> **Challenge**
Count the lines in the rows below that contain the string "boulder", and state only the resulting number.

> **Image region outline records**
══════════

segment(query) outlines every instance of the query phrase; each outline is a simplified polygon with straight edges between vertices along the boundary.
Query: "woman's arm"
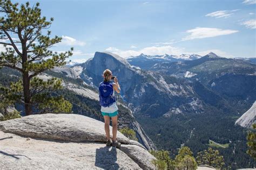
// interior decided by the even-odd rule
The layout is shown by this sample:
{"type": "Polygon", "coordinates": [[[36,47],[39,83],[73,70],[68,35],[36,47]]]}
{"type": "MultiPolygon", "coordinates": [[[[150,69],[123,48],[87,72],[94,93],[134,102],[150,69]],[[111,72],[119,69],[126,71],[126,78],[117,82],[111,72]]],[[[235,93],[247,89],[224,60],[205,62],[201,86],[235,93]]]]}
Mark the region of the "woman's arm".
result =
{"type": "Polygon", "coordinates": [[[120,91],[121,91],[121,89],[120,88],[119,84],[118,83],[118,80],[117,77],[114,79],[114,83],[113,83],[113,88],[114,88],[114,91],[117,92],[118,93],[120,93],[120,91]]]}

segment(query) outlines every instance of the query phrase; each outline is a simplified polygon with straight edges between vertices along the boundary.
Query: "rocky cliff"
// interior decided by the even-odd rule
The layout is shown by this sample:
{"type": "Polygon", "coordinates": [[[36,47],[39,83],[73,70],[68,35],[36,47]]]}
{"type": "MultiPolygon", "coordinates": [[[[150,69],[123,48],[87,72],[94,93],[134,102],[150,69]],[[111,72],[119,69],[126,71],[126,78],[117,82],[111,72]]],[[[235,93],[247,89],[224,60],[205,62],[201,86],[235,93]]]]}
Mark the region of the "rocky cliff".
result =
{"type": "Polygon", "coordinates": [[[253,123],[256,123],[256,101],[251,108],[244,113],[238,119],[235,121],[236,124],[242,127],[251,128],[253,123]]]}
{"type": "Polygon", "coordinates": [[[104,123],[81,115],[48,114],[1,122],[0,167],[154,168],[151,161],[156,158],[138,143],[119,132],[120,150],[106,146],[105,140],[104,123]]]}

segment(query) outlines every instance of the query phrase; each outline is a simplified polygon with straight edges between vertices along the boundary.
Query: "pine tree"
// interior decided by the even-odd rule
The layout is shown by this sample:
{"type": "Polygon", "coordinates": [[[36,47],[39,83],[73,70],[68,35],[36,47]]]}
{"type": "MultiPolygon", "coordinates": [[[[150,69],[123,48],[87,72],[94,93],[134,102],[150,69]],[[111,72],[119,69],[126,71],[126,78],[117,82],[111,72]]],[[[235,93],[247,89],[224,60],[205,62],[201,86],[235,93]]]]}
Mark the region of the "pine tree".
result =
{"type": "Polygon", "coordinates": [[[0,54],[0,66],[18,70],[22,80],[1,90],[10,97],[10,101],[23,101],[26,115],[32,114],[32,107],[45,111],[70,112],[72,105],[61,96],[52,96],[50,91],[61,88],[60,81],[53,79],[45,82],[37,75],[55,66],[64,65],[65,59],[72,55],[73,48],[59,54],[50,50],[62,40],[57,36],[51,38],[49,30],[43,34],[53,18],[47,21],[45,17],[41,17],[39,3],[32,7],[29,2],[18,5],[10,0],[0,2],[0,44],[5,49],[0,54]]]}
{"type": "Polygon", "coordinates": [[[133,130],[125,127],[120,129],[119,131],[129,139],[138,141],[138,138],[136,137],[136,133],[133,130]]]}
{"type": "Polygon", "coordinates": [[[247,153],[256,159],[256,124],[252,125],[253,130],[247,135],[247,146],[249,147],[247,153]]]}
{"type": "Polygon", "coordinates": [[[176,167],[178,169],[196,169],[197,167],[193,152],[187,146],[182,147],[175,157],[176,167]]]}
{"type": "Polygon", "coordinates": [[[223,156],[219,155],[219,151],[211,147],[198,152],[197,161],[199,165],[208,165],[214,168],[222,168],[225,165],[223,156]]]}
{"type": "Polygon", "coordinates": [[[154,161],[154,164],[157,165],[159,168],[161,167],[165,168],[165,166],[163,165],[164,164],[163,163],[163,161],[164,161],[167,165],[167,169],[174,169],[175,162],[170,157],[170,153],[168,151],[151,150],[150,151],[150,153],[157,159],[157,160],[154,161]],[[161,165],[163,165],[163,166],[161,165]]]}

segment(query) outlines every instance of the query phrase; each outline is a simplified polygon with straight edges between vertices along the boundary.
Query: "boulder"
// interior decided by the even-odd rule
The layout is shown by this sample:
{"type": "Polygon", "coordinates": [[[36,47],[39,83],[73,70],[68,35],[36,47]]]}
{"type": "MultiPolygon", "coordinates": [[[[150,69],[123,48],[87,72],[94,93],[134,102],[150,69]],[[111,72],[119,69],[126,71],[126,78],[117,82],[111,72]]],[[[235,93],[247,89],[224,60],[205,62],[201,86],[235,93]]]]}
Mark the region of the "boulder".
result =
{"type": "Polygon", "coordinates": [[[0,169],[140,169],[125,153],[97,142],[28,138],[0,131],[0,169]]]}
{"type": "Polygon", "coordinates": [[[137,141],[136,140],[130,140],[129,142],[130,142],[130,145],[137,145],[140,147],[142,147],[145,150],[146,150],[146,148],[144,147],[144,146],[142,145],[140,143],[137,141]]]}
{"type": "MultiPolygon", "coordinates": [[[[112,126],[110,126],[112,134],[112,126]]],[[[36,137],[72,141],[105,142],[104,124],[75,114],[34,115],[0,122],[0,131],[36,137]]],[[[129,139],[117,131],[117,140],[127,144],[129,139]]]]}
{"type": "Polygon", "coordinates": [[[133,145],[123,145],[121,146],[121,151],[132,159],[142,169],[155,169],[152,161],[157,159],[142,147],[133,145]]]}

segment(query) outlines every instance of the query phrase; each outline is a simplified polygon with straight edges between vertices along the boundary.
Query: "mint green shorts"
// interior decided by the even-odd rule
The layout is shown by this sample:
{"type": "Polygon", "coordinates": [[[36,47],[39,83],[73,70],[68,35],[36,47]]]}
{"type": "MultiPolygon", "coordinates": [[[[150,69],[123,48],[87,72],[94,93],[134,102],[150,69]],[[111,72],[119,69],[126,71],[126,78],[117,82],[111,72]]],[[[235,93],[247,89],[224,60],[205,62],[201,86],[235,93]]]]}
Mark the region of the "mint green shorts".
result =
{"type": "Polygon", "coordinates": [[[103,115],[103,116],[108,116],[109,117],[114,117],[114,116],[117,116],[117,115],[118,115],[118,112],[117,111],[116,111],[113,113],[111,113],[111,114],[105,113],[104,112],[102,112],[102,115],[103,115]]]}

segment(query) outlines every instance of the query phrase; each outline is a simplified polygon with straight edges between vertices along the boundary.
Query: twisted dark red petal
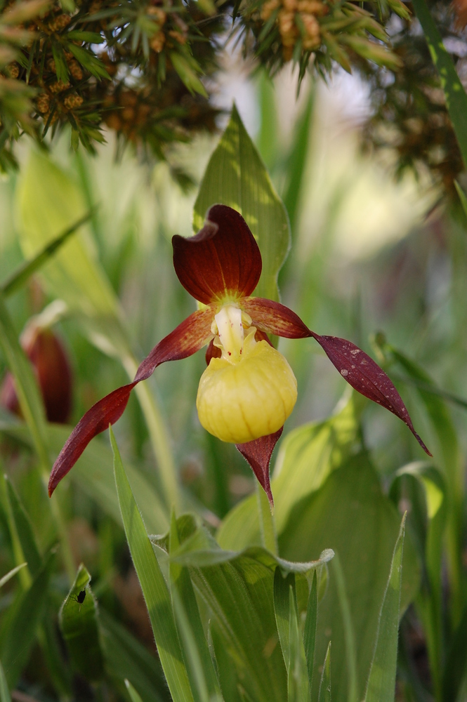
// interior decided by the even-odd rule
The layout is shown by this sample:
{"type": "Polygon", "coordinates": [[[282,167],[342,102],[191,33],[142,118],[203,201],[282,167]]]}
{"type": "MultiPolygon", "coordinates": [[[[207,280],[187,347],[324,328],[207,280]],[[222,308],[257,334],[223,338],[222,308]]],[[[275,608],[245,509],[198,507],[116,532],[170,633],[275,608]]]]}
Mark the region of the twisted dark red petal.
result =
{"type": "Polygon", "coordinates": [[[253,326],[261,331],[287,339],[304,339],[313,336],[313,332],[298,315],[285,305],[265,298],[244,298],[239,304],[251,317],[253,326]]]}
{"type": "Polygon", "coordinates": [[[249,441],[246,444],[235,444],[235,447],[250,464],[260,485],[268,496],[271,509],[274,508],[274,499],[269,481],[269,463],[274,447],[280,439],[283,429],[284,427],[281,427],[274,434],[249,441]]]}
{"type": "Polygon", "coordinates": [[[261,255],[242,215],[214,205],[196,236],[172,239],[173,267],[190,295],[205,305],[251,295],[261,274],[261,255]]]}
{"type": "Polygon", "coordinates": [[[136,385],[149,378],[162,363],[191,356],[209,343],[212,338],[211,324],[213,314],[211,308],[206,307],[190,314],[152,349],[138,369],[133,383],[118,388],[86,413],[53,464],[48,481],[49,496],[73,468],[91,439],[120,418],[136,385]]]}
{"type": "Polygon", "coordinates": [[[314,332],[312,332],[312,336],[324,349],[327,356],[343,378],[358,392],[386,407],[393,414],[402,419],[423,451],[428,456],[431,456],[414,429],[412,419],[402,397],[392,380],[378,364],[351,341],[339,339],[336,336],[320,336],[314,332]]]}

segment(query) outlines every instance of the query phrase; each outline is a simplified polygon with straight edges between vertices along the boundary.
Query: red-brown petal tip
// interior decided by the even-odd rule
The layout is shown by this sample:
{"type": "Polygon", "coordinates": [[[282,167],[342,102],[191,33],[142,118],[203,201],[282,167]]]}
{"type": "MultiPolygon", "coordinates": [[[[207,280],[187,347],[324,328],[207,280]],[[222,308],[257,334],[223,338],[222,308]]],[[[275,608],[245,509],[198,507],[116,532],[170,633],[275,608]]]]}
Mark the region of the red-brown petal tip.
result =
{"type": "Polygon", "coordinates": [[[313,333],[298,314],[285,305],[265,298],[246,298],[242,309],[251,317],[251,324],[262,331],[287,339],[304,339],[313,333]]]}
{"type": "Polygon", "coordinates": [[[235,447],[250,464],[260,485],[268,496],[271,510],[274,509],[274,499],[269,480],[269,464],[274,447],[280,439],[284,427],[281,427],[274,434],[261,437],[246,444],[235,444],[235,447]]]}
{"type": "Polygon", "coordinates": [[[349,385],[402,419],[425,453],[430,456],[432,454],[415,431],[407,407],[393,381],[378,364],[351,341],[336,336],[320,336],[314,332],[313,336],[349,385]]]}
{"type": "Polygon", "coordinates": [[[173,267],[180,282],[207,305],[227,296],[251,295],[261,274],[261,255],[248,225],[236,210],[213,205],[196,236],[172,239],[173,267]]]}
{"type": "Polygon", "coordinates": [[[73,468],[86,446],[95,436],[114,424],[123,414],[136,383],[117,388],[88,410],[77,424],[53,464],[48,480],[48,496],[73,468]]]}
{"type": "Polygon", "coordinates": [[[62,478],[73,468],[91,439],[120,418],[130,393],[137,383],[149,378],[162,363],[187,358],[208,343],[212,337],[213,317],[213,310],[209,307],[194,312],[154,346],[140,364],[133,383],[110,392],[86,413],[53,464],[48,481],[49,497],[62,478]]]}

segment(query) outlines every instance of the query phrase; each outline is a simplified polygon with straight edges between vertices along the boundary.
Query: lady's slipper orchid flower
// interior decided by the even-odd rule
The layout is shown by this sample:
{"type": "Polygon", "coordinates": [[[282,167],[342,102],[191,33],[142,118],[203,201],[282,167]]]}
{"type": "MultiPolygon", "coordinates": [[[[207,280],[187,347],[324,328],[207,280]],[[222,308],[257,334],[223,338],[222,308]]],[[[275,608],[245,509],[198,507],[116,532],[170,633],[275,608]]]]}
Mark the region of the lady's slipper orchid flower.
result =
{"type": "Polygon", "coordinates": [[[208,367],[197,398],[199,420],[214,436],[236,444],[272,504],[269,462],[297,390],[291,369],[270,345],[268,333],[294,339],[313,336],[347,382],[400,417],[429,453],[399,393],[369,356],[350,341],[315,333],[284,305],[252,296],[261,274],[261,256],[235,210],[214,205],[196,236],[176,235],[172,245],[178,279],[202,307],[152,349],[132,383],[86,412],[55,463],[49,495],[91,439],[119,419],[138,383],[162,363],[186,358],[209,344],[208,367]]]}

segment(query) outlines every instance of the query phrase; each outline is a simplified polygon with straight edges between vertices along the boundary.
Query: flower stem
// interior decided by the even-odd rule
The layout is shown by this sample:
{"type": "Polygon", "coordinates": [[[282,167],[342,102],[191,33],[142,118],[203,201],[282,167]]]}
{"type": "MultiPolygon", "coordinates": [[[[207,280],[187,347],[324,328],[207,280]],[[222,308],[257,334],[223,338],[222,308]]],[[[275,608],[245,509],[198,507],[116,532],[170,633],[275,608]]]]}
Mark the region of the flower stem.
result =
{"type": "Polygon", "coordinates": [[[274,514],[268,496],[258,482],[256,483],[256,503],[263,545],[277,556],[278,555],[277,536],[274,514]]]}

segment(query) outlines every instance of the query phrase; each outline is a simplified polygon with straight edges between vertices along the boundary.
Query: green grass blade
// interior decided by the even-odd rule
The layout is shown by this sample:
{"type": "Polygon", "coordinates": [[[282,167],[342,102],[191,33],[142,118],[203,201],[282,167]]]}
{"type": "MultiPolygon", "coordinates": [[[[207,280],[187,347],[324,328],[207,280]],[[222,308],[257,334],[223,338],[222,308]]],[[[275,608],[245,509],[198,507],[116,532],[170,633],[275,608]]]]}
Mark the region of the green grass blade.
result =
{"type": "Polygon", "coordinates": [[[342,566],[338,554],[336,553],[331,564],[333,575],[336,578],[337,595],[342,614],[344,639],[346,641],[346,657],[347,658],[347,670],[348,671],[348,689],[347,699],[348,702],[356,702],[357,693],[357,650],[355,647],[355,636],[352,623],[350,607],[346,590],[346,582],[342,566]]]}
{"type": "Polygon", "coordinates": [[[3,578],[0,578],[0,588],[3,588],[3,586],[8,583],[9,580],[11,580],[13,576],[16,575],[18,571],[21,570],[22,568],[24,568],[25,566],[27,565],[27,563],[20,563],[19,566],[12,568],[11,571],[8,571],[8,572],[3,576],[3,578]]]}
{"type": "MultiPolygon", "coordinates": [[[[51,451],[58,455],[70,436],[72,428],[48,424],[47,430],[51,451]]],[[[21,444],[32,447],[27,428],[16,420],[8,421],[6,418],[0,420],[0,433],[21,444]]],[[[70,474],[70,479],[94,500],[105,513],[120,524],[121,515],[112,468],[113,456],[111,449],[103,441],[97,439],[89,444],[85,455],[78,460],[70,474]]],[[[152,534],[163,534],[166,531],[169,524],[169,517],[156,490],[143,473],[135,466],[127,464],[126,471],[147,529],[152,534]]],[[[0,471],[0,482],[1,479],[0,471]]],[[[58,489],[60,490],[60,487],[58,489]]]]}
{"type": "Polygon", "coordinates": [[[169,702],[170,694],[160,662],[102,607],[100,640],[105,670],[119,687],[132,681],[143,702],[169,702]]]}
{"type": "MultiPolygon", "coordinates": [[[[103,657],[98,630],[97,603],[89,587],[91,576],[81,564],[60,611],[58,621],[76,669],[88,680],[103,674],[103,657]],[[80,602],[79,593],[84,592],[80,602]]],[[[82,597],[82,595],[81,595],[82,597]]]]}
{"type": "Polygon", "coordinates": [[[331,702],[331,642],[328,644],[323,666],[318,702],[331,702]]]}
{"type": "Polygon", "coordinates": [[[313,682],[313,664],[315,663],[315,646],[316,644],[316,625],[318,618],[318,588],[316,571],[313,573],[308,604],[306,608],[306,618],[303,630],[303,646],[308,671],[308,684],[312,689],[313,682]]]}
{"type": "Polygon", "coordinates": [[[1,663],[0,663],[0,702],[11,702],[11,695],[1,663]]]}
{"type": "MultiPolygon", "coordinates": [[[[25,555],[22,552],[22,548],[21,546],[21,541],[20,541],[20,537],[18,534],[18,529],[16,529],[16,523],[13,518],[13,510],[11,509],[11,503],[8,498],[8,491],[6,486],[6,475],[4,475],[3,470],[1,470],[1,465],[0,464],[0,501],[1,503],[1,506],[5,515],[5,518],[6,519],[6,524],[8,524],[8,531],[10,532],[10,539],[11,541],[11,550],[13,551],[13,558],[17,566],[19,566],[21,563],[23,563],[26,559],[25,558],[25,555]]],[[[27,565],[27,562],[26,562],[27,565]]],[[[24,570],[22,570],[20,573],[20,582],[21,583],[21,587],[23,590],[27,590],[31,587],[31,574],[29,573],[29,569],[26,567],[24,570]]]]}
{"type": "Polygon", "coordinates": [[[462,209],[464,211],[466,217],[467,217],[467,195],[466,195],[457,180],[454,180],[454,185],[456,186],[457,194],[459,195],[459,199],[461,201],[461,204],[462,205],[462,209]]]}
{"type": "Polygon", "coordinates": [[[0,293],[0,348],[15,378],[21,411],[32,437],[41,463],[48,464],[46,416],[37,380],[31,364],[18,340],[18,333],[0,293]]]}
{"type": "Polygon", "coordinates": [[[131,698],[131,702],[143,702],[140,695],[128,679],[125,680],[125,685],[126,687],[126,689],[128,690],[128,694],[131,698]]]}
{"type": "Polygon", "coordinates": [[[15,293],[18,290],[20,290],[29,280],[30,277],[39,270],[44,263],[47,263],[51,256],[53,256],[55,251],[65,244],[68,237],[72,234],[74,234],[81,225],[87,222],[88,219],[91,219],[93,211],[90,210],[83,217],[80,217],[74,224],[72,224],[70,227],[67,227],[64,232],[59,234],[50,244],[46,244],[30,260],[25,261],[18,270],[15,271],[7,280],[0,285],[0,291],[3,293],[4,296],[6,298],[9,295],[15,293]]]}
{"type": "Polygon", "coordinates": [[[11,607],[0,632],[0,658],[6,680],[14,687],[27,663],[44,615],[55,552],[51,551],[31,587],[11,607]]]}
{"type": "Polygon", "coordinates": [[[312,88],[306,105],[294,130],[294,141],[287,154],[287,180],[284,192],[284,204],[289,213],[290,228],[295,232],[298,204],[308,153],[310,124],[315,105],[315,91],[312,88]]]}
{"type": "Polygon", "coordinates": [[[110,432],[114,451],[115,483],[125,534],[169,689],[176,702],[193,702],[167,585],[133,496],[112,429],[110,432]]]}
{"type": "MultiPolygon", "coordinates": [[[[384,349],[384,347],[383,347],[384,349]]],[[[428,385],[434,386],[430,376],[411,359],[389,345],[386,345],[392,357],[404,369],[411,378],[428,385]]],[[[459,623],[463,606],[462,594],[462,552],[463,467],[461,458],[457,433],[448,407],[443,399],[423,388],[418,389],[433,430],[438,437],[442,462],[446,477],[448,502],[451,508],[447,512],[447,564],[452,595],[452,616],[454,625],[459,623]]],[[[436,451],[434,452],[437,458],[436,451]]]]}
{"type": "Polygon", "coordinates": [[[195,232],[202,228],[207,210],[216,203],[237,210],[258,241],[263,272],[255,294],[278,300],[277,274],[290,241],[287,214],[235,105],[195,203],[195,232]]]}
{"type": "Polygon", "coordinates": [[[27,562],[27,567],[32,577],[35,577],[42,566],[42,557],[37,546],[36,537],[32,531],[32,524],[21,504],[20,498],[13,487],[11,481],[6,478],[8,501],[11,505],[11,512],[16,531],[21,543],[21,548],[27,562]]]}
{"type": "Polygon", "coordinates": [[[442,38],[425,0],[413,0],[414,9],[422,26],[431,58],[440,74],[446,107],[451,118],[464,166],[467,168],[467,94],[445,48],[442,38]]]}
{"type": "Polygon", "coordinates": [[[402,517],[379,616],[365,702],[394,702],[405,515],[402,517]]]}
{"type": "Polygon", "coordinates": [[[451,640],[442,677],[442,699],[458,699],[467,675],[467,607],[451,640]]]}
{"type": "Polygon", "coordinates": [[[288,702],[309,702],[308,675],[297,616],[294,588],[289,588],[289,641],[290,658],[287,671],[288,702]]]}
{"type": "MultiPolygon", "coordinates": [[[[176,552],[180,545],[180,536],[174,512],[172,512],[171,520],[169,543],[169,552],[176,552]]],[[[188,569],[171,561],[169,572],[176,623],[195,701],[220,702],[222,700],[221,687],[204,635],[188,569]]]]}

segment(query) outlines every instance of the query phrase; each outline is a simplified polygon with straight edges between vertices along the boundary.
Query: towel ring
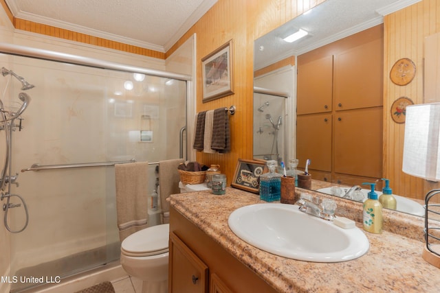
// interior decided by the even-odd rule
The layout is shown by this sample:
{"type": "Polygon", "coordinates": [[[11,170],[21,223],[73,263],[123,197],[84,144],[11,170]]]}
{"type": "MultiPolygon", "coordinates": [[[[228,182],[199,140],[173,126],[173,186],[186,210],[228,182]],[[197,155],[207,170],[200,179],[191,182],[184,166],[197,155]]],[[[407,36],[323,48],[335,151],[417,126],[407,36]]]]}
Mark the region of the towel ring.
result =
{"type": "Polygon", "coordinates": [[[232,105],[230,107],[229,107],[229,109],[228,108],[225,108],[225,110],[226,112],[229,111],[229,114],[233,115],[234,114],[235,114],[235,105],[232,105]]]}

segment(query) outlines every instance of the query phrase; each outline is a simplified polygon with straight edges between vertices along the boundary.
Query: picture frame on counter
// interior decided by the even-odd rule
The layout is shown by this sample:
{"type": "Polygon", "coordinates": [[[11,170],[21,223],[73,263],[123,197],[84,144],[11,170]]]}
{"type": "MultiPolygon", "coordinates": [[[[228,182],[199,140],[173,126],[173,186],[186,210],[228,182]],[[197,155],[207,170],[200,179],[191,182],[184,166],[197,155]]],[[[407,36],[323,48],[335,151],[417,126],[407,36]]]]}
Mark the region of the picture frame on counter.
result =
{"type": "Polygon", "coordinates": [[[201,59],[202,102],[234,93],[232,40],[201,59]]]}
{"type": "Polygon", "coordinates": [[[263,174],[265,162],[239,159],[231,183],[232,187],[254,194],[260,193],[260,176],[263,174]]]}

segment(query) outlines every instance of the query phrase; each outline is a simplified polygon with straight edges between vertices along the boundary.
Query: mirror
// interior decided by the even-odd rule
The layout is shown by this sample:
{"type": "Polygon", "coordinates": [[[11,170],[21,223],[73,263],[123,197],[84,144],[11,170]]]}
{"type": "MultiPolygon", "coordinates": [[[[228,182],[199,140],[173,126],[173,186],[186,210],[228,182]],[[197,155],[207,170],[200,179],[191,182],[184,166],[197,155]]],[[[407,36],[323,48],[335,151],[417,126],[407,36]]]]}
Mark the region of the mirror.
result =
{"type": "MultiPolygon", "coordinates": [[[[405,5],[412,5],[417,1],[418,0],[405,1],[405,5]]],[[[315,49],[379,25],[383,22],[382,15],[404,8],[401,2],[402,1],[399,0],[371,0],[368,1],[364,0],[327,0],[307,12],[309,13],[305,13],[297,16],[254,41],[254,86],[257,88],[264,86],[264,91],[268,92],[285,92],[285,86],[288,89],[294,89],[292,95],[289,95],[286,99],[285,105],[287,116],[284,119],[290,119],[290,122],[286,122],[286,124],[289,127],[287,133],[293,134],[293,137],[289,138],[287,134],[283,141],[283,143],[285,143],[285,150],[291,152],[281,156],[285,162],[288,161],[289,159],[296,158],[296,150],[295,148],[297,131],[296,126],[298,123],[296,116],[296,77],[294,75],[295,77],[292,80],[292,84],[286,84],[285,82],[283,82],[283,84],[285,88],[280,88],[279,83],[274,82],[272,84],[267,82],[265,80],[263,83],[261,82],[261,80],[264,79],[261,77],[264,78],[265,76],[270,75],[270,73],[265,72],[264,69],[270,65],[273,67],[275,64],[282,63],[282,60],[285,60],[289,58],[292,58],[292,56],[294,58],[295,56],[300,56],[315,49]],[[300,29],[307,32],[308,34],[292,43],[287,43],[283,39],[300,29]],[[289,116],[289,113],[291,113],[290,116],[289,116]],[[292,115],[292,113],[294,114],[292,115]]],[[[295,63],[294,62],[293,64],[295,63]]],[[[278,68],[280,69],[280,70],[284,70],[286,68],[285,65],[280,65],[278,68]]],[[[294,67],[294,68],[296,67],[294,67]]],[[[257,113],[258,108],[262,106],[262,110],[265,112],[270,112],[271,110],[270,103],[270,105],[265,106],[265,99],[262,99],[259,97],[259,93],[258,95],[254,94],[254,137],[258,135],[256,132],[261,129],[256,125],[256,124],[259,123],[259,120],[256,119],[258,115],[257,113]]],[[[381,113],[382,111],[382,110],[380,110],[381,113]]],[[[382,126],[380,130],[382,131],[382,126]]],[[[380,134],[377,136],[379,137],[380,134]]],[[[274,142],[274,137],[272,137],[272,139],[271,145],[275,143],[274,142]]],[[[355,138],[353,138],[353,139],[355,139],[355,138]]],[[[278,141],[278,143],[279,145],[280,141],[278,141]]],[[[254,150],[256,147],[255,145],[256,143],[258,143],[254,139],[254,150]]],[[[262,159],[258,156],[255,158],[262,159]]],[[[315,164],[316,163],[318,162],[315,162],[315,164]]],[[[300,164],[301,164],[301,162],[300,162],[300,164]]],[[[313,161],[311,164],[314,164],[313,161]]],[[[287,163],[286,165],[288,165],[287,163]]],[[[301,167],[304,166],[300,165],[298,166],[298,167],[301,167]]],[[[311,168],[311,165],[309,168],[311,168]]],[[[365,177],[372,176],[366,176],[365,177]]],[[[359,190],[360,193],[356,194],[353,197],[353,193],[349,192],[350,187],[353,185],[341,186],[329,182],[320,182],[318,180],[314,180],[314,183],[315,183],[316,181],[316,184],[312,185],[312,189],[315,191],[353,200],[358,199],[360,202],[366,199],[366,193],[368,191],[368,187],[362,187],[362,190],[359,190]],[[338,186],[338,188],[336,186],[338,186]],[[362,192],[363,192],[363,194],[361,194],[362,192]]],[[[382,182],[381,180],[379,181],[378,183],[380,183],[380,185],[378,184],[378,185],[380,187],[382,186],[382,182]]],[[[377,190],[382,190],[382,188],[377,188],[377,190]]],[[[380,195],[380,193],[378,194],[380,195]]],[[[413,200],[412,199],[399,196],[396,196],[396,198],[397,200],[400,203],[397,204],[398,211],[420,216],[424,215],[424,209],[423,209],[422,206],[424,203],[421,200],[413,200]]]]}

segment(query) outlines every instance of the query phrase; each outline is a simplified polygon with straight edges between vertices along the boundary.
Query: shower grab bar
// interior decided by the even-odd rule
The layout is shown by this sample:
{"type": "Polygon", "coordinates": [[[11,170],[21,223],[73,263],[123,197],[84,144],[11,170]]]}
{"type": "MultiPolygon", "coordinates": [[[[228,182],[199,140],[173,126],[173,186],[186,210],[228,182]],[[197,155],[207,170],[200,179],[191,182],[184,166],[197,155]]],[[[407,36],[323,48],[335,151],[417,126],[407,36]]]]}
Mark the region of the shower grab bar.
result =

══════════

> **Expected output**
2